#### Metin Bloğu
Abaküs Yazılım
20. Hukuk Dairesi
Esas No: 2020/2574
Karar No: 2020/2743

Yargıtay 20. Hukuk Dairesi 2020/2574 Esas 2020/2743 Karar Sayılı İlamı

(Kapatılan)20. Hukuk Dairesi         2020/2574 E.  ,  2020/2743 K.

    "İçtihat Metni"

    MAHKEMESİ :Asliye Hukuk Mahkemesi

    Taraflar arasındaki tazminat davasından dolayı yerel mahkemece verilen yukarıda gün ve sayısı yazılı hükmün; Dairemizin 05/03/2020 gün ve 2020/207 E. – 2020/1207 K. sayılı ilâmıyla onanmasına karar verilmiş, süresi içinde davalı Hazine vekili tarafından kararın düzeltilmesi istenilmiş olmakla, dosya içindeki tüm belgeler incelenip gereği düşünüldü:

    K A R A R

    Davacı vekili 13/06/2011 havale tarihli dilekçesi ile; müvekkilinin ... ili, ... ilçesi, ... mahallesi 706 ada 4 sayılı parseldeki taşınmazın maliki olduğunu, Hazinece açılan Kuşadası 3. Asliye Hukuk Mahkemesinin 2007/602 Esas - 2010/246 Karar sayılı davası ile taşınmazın 2.457,59 m²’sinin tapu kaydının iptali ile kıyıya terkinine karar verildiğini, bu durumun müvekkilinin mülkiyet hakkını ihlal ettiğini belirterek fazlaya ilişkin talep ve dava hakları saklı kalmak kaydıyla 2.949.108,00-TL’nin arazi üzerine tedbir konulma tarihi olan 10/08/2007 tarihinden itibaren işleyecek yasal faizi ile davalıdan tahsiline karar verilmesini talep ve dava etmiştir.
########
#### Veri Satırları
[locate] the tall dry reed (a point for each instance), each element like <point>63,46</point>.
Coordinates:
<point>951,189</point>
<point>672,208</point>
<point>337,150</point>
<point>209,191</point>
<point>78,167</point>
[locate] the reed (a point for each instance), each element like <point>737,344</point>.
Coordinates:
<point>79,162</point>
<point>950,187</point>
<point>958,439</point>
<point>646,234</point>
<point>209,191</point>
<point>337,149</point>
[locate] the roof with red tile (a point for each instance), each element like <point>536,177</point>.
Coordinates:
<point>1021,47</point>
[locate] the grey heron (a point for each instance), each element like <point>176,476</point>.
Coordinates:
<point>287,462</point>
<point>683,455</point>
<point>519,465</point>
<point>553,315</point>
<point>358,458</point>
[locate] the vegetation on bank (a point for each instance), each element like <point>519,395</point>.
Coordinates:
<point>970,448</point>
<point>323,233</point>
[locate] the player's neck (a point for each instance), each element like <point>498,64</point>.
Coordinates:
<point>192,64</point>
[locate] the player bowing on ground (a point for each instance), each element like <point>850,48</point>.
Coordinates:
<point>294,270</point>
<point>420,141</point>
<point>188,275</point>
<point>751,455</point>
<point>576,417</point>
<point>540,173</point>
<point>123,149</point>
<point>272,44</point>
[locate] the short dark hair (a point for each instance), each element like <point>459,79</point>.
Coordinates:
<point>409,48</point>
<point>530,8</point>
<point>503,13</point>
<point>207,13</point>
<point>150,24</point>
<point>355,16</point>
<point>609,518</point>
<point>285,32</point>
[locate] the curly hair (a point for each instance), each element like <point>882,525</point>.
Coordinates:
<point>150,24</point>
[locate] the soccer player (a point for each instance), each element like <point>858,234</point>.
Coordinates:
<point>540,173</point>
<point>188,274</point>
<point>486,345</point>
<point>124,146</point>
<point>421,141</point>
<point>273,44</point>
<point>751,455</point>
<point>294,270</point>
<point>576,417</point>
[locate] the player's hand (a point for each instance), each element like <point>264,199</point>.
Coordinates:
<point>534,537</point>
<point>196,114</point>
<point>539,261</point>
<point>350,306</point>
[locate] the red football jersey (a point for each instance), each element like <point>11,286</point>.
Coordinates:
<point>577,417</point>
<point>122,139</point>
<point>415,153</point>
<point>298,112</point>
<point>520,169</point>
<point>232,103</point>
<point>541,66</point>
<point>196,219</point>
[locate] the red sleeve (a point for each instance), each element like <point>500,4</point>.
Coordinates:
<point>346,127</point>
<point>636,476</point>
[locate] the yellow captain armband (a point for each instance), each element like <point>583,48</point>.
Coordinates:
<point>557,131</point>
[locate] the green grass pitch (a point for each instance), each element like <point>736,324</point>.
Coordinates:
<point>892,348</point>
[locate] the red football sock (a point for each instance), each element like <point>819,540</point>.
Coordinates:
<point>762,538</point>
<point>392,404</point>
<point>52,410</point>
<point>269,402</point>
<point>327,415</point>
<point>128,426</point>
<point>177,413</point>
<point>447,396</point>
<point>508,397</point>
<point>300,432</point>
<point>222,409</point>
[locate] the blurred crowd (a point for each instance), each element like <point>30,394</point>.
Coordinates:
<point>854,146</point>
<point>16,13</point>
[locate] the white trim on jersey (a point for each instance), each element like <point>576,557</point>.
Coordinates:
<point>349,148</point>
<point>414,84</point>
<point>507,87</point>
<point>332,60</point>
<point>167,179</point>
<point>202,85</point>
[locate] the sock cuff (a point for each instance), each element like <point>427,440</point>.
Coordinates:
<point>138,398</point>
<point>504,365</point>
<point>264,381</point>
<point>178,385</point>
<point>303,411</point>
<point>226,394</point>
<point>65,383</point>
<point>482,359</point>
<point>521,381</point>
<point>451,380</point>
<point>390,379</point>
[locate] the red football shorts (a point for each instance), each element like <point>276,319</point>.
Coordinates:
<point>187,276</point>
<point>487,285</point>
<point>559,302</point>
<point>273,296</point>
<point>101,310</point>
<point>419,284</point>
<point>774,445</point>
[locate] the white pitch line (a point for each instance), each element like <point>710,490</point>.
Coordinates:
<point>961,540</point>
########
▶ [Yapılacak İşler]:
A – Yargıtay kararına göre şu soruları yanıtlayın:
(i) Kararın esas numarası nedir?
(ii) Kararın düzeltilmesini kim istemiştir?
(iii) Davacı vekili, faiziyle birlikte hangi tutarın davalıdan tahsilini talep etmiştir?
B – Yukarıdaki veri satırlarında "[locate] the player bowing" ifadesini içeren satırdan "<point>636,476</point>" ifadesini içeren satıra kadar uzanan bölümü, iki uçtaki satırlar da dahil olmak üzere olduğu gibi yeniden yazın.

▶ [Görev Yanıtları]:
A –
(i) 2020/2574
(ii) Davalı Hazine vekili
(iii) 2.949.108,00 TL

B –
[locate] the player bowing on ground (a point for each instance), each element like <point>850,48</point>.
Coordinates:
<point>294,270</point>
<point>420,141</point>
<point>188,275</point>
<point>751,455</point>
<point>576,417</point>
<point>540,173</point>
<point>123,149</point>
<point>272,44</point>
[locate] the short dark hair (a point for each instance), each element like <point>459,79</point>.
Coordinates:
<point>409,48</point>
<point>530,8</point>
<point>503,13</point>
<point>207,13</point>
<point>150,24</point>
<point>355,16</point>
<point>609,518</point>
<point>285,32</point>
[locate] the curly hair (a point for each instance), each element like <point>882,525</point>.
Coordinates:
<point>150,24</point>
[locate] the soccer player (a point for each instance), each element like <point>858,234</point>.
Coordinates:
<point>540,173</point>
<point>188,274</point>
<point>486,345</point>
<point>124,146</point>
<point>421,141</point>
<point>273,44</point>
<point>751,455</point>
<point>294,270</point>
<point>576,417</point>
[locate] the player's hand (a point for each instance), each element like <point>264,199</point>.
Coordinates:
<point>534,537</point>
<point>196,114</point>
<point>539,261</point>
<point>350,306</point>
[locate] the red football jersey (a point for each instance), each element like <point>11,286</point>.
Coordinates:
<point>577,417</point>
<point>122,139</point>
<point>415,153</point>
<point>298,112</point>
<point>520,169</point>
<point>232,103</point>
<point>541,66</point>
<point>196,219</point>
[locate] the red sleeve (a point for each instance), each element like <point>500,4</point>.
Coordinates:
<point>346,127</point>
<point>636,476</point>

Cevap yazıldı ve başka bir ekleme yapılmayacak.